* _EXERCISE BRIEF_
Keep every word of the listing and reproduce it exactly, but set aside any image found there.

* _TASK DATA_
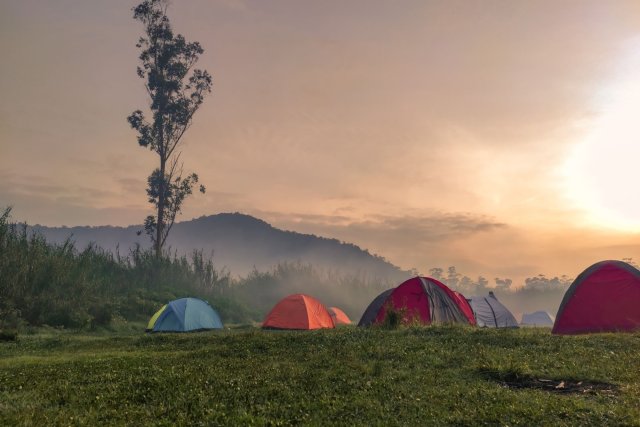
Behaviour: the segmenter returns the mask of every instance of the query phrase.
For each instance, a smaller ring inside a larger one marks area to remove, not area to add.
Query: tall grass
[[[79,250],[68,239],[48,243],[26,225],[0,215],[0,329],[24,325],[91,328],[114,317],[147,319],[171,299],[209,300],[227,322],[249,320],[247,310],[225,296],[231,279],[201,251],[191,257],[156,257],[136,247],[126,256],[95,245]]]

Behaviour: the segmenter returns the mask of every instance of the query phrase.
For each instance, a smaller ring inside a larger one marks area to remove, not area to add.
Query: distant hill
[[[50,242],[63,242],[67,238],[84,248],[89,243],[126,255],[136,243],[150,245],[141,225],[129,227],[44,227],[34,230]],[[269,270],[283,261],[310,263],[322,269],[342,273],[362,274],[370,278],[397,281],[408,276],[383,258],[350,243],[336,239],[301,234],[277,229],[258,218],[240,213],[222,213],[203,216],[176,223],[171,230],[168,245],[178,254],[202,249],[213,253],[214,263],[226,267],[233,275],[244,275],[254,267]]]

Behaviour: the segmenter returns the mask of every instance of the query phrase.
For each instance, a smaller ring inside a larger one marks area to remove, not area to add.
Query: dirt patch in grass
[[[559,394],[608,394],[619,392],[616,384],[575,378],[544,378],[517,371],[482,369],[480,375],[510,389],[538,389]]]

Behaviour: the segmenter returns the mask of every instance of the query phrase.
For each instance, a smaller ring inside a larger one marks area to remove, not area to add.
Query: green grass
[[[609,386],[510,388],[518,378]],[[21,335],[0,344],[0,424],[640,425],[640,335]]]

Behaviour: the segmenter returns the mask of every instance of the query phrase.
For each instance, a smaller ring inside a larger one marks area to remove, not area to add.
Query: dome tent
[[[358,326],[369,326],[373,323],[378,315],[378,311],[382,308],[382,305],[389,297],[389,294],[393,292],[393,289],[395,288],[387,289],[369,303],[369,306],[364,311],[360,321],[358,322]]]
[[[564,294],[554,334],[640,330],[640,271],[602,261],[583,271]]]
[[[267,314],[265,329],[320,329],[335,328],[331,314],[317,299],[304,294],[293,294],[281,299]]]
[[[481,328],[517,328],[518,321],[513,314],[498,301],[493,292],[486,297],[468,299],[476,323]]]
[[[351,324],[351,319],[349,319],[349,316],[347,316],[347,314],[344,311],[340,310],[338,307],[329,307],[328,310],[331,318],[333,319],[333,323],[336,326]]]
[[[553,316],[544,310],[524,313],[520,326],[553,326]]]
[[[388,308],[405,311],[404,323],[476,323],[466,301],[463,303],[445,284],[429,277],[414,277],[380,294],[369,304],[358,326],[384,322]]]
[[[165,304],[151,317],[147,332],[190,332],[222,327],[220,316],[208,302],[180,298]]]

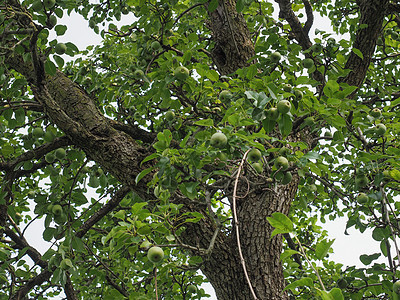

* _RESPONSE TO THIS TASK_
Behaviour: the segmenter returns the mask of every instance of the query phrase.
For each instance, a smaller ring inside a larger one marks area to remove, not area to add.
Query: tall grass
[[[79,250],[68,239],[48,243],[26,225],[0,215],[0,329],[24,325],[91,328],[114,317],[147,319],[171,299],[209,300],[227,322],[249,320],[247,310],[225,296],[231,279],[201,251],[191,257],[156,257],[136,247],[126,256],[95,245]]]

Behaviour: the segmenter returns the mask of every instance of the query phrase.
For each instance, a smaller ring inside a larger one marks area to remove, not area to add.
Query: distant hill
[[[50,242],[63,242],[67,238],[84,248],[89,243],[126,255],[136,243],[150,245],[141,225],[129,227],[44,227],[34,230]],[[269,270],[283,261],[310,263],[322,269],[342,273],[362,274],[370,278],[397,281],[408,276],[383,258],[350,243],[336,239],[301,234],[277,229],[258,218],[240,213],[222,213],[203,216],[176,223],[171,230],[168,245],[178,254],[202,249],[213,253],[214,263],[226,267],[233,275],[244,275],[254,267]]]

Behaviour: the segmenter returns the mask of every instance of the query phrase.
For each instance, a smaller ring inside a larger one marks area to remove, not area to add.
Query: dirt patch in grass
[[[559,394],[608,394],[619,392],[616,384],[575,378],[544,378],[517,371],[482,369],[480,375],[510,389],[538,389]]]

Behaviour: the segmenter returns the mask of every instance of the query phrase.
For each instance, a smaller ring inside a larger one marks area to remove, not area to add.
Query: green grass
[[[609,386],[510,388],[518,378]],[[21,335],[0,344],[0,424],[640,425],[640,335]]]

Behaviour: the segmenter returns the mask of every instance of the query phrase.
For each instance, a smaller ring inside a larger one marks area to remove, not area to add.
Query: dome tent
[[[358,326],[369,326],[373,323],[378,315],[378,311],[382,308],[382,305],[389,297],[389,294],[393,292],[393,289],[395,288],[387,289],[369,303],[369,306],[364,311],[360,321],[358,322]]]
[[[564,294],[554,334],[640,330],[640,271],[602,261],[583,271]]]
[[[267,314],[265,329],[320,329],[335,328],[331,314],[317,299],[304,294],[293,294],[281,299]]]
[[[481,328],[517,328],[518,321],[513,314],[498,301],[493,292],[486,297],[468,299],[476,323]]]
[[[351,324],[351,319],[349,319],[349,316],[347,316],[347,314],[344,311],[340,310],[338,307],[329,307],[328,310],[331,318],[333,319],[333,323],[336,326]]]
[[[553,316],[544,310],[524,313],[520,326],[553,326]]]
[[[388,308],[405,311],[404,323],[476,323],[466,301],[463,303],[445,284],[429,277],[414,277],[380,294],[369,304],[358,326],[384,322]]]
[[[165,304],[151,317],[147,332],[190,332],[222,327],[220,316],[208,302],[180,298]]]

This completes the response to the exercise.